The Ancient Riches of Northern Greece
From the nation’s second city to the museums and archaeological splendor of Vergina, Pella, Dion and Philippi, northern Greece offers a rich panorama of fascinating historical destinations.
These days, the “jewel in the Macedonian crown” is Thessaloniki
, originally a Hellenistic city founded by Cassander some 2,300 years ago. It was the third capital to be established, after Aigai and Pella, as the ancient Macedonians continued to seek ever-better access to the sea – an important highway for naval, commercial and civilian transport.
Strategically located on the coast and astride a major east-west land route, Thessaloniki was coveted and/or conquered by the Romans, Byzantines, Crusaders, Ottomans, Bulgarians and Greeks. Periods of both great success and repeated hardship mark the long history of this port city, which was finally annexed by Greece in 1913.
Today, historic monuments, museums and inscribed memorials shed intriguing and sometimes disturbing light on Thessaloniki’s rich, multi-ethnic past. Roman life and imperial rule are brought to mind by the archaeological traces of the main marketplace (agora) and Galerius’ once-lavish palace, while Byzantine and Ottoman times are recalled in the city’s towers and defensive walls, domed mosques and public baths, as well as in the splendidly decorated churches and narrow, twisting lanes of Ano Poli (the Upper Town).
•••
- **TASK INSTRUCTIONS**
Please write out the stretch of the northern Greece text from "Today, historic monuments, museums" through "(the Upper Town).". Rely on the northern Greece text alone.

- **DATA EXCERPT**
•••
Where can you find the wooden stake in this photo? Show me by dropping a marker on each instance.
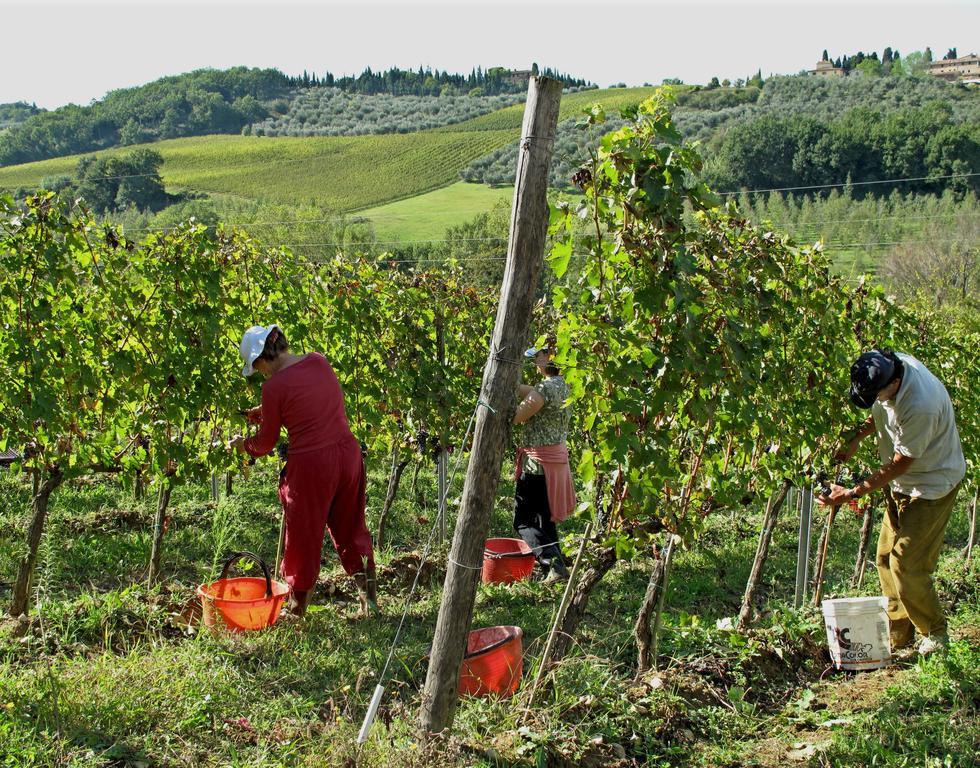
•••
- **FINAL ANSWER**
Today, historic monuments, museums and inscribed memorials shed intriguing and sometimes disturbing light on Thessaloniki’s rich, multi-ethnic past. Roman life and imperial rule are brought to mind by the archaeological traces of the main marketplace (agora) and Galerius’ once-lavish palace, while Byzantine and Ottoman times are recalled in the city’s towers and defensive walls, domed mosques and public baths, as well as in the splendidly decorated churches and narrow, twisting lanes of Ano Poli (the Upper Town).